RECORDS SUPPLIED:
****************************************

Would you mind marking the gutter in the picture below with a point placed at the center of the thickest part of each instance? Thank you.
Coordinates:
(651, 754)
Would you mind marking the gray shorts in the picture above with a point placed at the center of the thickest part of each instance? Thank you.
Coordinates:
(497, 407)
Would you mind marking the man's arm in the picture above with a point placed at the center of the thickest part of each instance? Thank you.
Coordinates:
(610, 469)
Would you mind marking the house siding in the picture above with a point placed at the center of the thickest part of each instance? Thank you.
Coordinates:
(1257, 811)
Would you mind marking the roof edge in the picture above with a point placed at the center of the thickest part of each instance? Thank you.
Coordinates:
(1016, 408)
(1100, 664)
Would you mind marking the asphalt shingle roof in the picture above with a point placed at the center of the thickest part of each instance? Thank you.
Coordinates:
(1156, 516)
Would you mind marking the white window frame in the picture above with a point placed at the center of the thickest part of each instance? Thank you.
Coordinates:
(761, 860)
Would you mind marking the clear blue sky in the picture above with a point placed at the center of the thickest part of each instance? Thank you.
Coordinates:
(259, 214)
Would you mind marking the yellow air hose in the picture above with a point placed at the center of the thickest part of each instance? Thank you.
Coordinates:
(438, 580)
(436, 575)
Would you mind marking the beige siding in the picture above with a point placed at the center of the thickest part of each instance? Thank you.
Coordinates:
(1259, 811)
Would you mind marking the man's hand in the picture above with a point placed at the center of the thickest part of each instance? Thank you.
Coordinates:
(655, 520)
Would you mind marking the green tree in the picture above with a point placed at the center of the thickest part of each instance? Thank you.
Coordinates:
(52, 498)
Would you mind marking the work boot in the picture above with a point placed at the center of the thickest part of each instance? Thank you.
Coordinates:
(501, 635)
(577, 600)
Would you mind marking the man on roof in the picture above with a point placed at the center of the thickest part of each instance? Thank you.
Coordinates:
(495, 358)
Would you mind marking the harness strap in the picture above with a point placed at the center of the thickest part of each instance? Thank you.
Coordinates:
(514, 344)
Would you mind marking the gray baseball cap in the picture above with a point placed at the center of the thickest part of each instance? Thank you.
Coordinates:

****************************************

TASK GOAL: Rescale the material, beginning at the line that has "Would you mind marking the harness" and continuing through the end of the material. Repeat every line, requests included, but multiply each coordinate in the answers by 2.45 and round to the nearest whole number, with halves rounded up.

REPLY:
Would you mind marking the harness strap in the picture above with a point placed at the center of the thickest part of each instance? Thank you.
Coordinates:
(1259, 843)
Would you mind marking the gray baseball cap in the picture above with a point placed at the center of the thickest part of each instance? Thank you.
Coordinates:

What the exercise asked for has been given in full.